When I signed him up for his account I found that Facebook actually does have some serious safeguards in place for accounts held by those under 18, because legally at 13 they can have a page but that doesn’t mean they are ready for all that’s available or open to them on Facebook and what 13-18 year old girl doesn’t need some protection from creeping perverts?  So there are things they do with “minor accounts” that they don’t do with adult accounts.  That made me feel somewhat better about our decision though I’d be lying if I said it wasn’t one I struggled with long before the recent drama I’ve seen in these pre-pubescent hormone factories that he calls friends.

In the instance in the picture above it appears as though one boy’s best friend stole his “girlfriend” while he’s on vacation with his dad.  Most of you I am guessing will look at that and see a really good indication of how an 11-12 year old isn’t mature enough for a Social Networking site.  To that I would say, I both agree and disagree.  I have multiple younger relatives over the age of 13 on Facebook and the level of maturity and the types of postings you see in them really varies.  There are days I go “WHUCK?” and shake my head at kids these days and there are days they act like actual kids and not packs of rabid wolves.  What I see more glaringly is the same problem I see with the same aged girls I posted about.  Their parents are on their Friend lists and they let this go on!  In this instance the mother of the boy being talked to/about/around stepped up because that’s the kind of mother she is, and for the most part most of my son’s friend’s parents are the same.  I weed out those that aren’t, because if they have free reign to be complete buttheads then no matter how much I monitor Joey’s activity he’s going to be exposed to that.  Likewise, that boy won’t be coming over to hang out any time in the near future, although I’m slightly ashamed to admit that because he really doesn’t have the most awesome home life and if  I thought for a second I could help him by allowing him to hang out over here I would do so, but more likely with this boy I’d see the same issues the other mother is seeing and she has tried to shield him from the drama at home until quite recently when she decided he’s just not a good influence on her boys either.  It’s a sad thing when you have to make that decision about an 11 year old who’s troubled because of circumstances out of his control (but that’s another post entirely).
..............................
== DIRECTION 1 ==
List every word or phrase that the Facebook passage encloses in quotation marks.

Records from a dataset
..............................
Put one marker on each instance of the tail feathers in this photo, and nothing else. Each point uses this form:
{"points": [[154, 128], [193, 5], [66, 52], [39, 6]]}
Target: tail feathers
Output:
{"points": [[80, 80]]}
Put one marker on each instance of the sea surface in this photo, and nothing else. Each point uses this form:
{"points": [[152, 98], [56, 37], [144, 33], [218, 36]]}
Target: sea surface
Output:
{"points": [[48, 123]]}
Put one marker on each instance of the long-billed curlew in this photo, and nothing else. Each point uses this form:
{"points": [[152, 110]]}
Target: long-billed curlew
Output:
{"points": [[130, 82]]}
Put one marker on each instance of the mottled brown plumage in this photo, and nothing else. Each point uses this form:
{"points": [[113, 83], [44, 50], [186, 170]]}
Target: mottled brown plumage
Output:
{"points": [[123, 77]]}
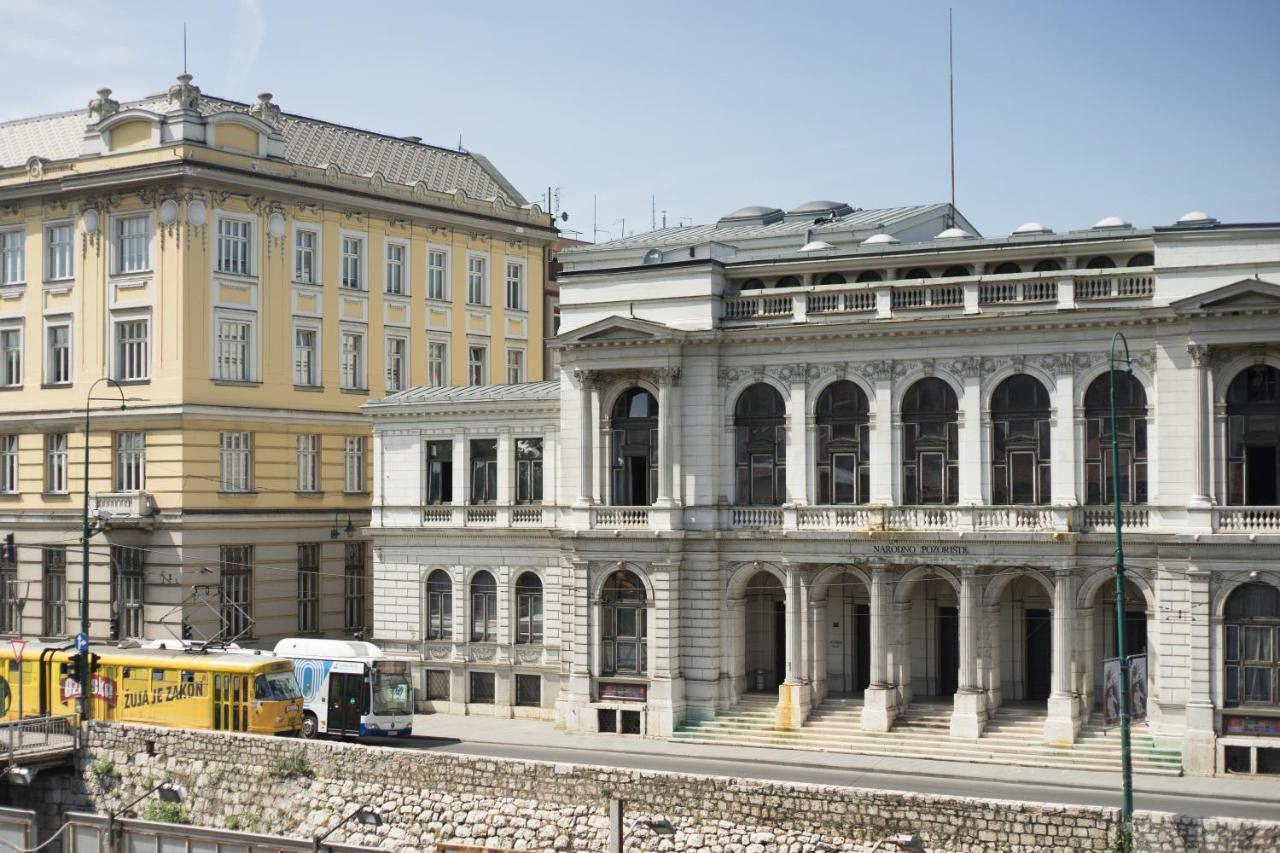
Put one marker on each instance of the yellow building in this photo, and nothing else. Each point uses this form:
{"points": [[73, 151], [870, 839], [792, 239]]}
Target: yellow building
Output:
{"points": [[248, 278]]}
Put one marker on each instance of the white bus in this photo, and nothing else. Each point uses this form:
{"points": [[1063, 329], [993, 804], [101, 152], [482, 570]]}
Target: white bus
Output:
{"points": [[350, 688]]}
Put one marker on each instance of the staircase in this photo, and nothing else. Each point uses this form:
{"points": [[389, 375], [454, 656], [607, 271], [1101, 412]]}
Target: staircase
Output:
{"points": [[923, 730]]}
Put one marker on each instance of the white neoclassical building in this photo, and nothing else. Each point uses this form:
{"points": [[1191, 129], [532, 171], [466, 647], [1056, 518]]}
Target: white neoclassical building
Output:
{"points": [[862, 457]]}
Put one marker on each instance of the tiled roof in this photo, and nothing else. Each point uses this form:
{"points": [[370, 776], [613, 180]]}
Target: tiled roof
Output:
{"points": [[521, 392], [307, 141]]}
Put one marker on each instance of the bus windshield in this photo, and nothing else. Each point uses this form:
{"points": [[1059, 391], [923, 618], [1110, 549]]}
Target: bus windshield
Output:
{"points": [[393, 693], [277, 687]]}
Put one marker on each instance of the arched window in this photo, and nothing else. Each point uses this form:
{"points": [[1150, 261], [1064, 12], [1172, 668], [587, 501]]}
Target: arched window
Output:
{"points": [[484, 609], [1019, 442], [625, 625], [529, 609], [1252, 623], [844, 445], [759, 422], [1253, 437], [1130, 432], [931, 471], [439, 605], [634, 427]]}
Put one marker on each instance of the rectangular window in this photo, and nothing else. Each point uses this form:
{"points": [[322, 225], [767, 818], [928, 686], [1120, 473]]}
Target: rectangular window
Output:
{"points": [[352, 263], [355, 575], [8, 464], [484, 470], [54, 589], [396, 360], [478, 357], [515, 366], [437, 274], [234, 241], [234, 338], [132, 245], [236, 461], [529, 470], [55, 463], [352, 360], [13, 260], [237, 591], [305, 256], [58, 354], [439, 471], [132, 350], [353, 464], [309, 463], [515, 286], [59, 252], [128, 576], [437, 363], [305, 357], [309, 588], [129, 461], [478, 290], [10, 350], [396, 269]]}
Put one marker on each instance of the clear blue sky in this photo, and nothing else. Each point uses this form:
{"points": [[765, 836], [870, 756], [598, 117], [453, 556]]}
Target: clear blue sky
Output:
{"points": [[1066, 112]]}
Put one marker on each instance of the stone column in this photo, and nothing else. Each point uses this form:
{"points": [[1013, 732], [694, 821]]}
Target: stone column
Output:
{"points": [[969, 711], [880, 701], [1063, 723]]}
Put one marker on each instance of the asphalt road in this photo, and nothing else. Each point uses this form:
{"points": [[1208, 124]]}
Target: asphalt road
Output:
{"points": [[1265, 806]]}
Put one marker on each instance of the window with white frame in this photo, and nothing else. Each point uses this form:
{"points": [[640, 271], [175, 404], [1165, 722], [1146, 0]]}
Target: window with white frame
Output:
{"points": [[352, 365], [59, 251], [55, 463], [234, 246], [353, 464], [437, 363], [132, 243], [233, 341], [236, 461], [305, 255], [309, 463], [478, 290], [132, 349], [515, 286], [397, 350], [394, 282], [8, 464], [306, 357], [352, 263], [131, 451], [478, 357], [10, 356], [515, 366], [437, 274], [58, 354], [13, 259]]}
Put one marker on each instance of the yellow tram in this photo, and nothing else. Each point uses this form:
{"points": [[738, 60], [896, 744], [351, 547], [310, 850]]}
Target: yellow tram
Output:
{"points": [[223, 690]]}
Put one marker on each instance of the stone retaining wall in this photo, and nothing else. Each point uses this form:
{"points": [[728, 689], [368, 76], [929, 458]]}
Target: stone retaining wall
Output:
{"points": [[302, 788]]}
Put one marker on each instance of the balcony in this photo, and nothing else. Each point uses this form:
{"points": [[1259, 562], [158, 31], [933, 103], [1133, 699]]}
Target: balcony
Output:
{"points": [[124, 510]]}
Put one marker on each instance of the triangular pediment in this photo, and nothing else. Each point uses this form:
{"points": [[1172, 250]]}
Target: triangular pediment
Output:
{"points": [[1246, 295]]}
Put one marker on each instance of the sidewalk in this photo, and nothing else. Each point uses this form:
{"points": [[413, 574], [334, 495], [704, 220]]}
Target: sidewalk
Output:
{"points": [[607, 749]]}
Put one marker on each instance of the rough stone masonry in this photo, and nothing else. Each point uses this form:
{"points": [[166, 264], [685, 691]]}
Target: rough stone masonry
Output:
{"points": [[302, 788]]}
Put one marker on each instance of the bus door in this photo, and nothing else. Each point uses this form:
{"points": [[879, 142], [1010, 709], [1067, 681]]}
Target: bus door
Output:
{"points": [[346, 697]]}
..............................
== DIRECTION 2 ==
Return, character for character, every line of the listing from the line containing "Put one marker on each instance of the sidewalk" down to the end of the listing, both ends included.

== FINISHED ANSWER 1 ==
“minor accounts”
“girlfriend”
“WHUCK?”

== FINISHED ANSWER 2 ==
Put one marker on each instance of the sidewalk in this photo, and nothing else. Each point uses this form:
{"points": [[413, 574], [334, 495], [704, 220]]}
Target: sidewalk
Output:
{"points": [[607, 749]]}
Put one marker on each instance of the rough stone masonry in this photo, and nothing else. Each point uses this form:
{"points": [[166, 264], [685, 691]]}
Target: rough stone masonry
Output:
{"points": [[302, 788]]}
Put one marker on each instance of the bus door in this photo, and nothing else. Each point uses this form:
{"points": [[879, 142], [1010, 709], [1067, 681]]}
Target: bus door
Output:
{"points": [[346, 697]]}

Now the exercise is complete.